● SOURCE:
----

How to handle version-differences in the HOF

Airny · Jan 31, 2007

As proposed in another thread, I'll start a new one to this topic, that seems to be of interest for some people.
I quote the comments done so far:

superslug said:
Sorry about that!

Are you proposing an unofficial version filter? Or suggesting a divorce into a Vanilla HOF and Warlords HOF?

Bastian-Bux said:
Well, my impression is, that some victory conditions are suffering more from Warlords then others. Frex it seems that rushes are a tad harder then in Vanilla (still stupidly easy). As it is now rushes are also some of the most played versions, thus it is very hard to compete in this area with established Vanilla scores.

Another reason might be that many of the good players are still preferring Vanilla. So mostly "sub average" players like me try to fill the scores with Warlords games.

But all together I agree with the OP: there is a distinct imbalance between Vanilla and Warlords scores.

Now how to solve it?

Three possibilities:

1) two completely different HOF
2) an unofficial version filter
3) a version multiplier (frex Vanilla rushes get only a 0.x multiplier, while Warlords gets 1.0)

Its also possible to combine those three ways: an official filter is used to make two different HOFs for now (DB side they are stored in the same tables, only the output is divided), though by comparing them the HOF team works out consistent multipliers so that over time we might come back to one HOF.

----

● SET TASK 1:
Answer these questions about the HOF thread:
(a) Who started the thread, and on what date?
(b) According to Bastian-Bux, which victory conditions are a bit harder in Warlords than in Vanilla?
(c) Under the proposed version multiplier, what multiplier would Warlords get?
● SET TASK 2: Carry on the HOF thread from its last sentence.
None of the data is needed.

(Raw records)
----

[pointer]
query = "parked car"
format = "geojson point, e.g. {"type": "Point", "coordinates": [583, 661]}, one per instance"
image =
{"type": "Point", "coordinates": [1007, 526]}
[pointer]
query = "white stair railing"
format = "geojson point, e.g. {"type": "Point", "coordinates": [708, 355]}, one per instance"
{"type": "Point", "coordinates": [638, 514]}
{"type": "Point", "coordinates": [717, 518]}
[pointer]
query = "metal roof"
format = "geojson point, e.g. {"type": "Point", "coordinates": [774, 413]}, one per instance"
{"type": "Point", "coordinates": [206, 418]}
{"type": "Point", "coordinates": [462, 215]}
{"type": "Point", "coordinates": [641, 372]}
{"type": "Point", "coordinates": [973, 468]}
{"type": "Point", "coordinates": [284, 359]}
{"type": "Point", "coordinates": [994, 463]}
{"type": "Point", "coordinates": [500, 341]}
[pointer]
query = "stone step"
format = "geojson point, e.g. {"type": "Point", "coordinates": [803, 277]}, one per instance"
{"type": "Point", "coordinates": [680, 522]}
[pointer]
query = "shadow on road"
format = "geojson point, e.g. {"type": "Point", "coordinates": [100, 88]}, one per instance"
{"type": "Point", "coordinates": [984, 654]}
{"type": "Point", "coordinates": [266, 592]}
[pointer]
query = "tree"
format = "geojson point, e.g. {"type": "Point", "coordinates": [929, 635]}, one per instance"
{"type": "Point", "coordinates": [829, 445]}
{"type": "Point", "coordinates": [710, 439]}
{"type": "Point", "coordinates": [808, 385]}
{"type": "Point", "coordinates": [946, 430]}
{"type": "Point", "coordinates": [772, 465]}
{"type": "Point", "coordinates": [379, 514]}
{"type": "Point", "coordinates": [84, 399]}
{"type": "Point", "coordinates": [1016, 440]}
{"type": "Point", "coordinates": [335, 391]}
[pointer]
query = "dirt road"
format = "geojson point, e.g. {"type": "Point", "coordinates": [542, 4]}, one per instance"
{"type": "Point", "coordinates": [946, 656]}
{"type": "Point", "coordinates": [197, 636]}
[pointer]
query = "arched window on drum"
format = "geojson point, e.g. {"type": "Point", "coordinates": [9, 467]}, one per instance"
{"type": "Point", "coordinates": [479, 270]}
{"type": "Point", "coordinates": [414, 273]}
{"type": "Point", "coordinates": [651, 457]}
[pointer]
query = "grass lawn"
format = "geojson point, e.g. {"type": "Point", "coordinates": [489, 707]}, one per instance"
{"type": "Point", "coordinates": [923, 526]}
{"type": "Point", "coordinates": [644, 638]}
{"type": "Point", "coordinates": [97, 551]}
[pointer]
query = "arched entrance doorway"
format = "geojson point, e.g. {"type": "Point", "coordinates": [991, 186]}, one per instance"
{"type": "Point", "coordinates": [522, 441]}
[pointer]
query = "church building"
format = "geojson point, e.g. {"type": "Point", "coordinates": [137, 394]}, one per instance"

----

● TASK ANSWER 1:
(a) Airny, on Jan 31, 2007.
(b) Rushes.
(c) 1.0.

● TASK ANSWER 2:
Why would that make sense? Well, lets face it, in the end all of us will probably play Civ4 with all its expansions. But it would be sad to declare the older results as not-comparable, or equally bad, let them rot in separate HOFs nobody is looking at anymore.

By separating them there would be more incentive for players to get Warlords results, and thereby get a database so that useful multipliers can be developed. And thus the "old" records don't loose actuality. They are just multiplied down (or even up) to reflect the comparable difficulty.

Yeah, I know, its quite some work. But lets just imagine the situation once a second or even third expansion hits the market.

dutchfire said:
My opinion:

If you think some leader will give you the best result, you pick him.
If you think some version will give you the best result, you pick that version.

IMO it's not that bad if "no-one" plays warlords, it's their own choice.

I'd suggest just a filter on the website atm.
It would be sufficient and could be set off default.

DeafDolphin · Feb 1, 2007

I would suggest no changes.

Having a filter, or even two separate tables, would lead to a tremendous amount of work for the already busy HoF staff, who are cooking up their nefarious schemes to make us pull our hair out at impossible winning dilemmas. :lol:

Not to mention, the version differences are balanced out in one way or another, via traits, UU, UB, and adjusting of their statistics.

For example, the change to Catherine's traits from Organized & Expansive to Imperialistic & Organized comes along with a change to the power of the Cossacks. Losing Expansive means a hit to health, while Imperialistic gains little behind cheap settlers and increased Great General appearances. With the Cossacks being nerfed in Warlords, and smaller cities/production, Catherine is not quite the powerhouse she would be in the Vanilla version. You can make the case that others have benefited from the version differences, but it balances out in the end, one way or another.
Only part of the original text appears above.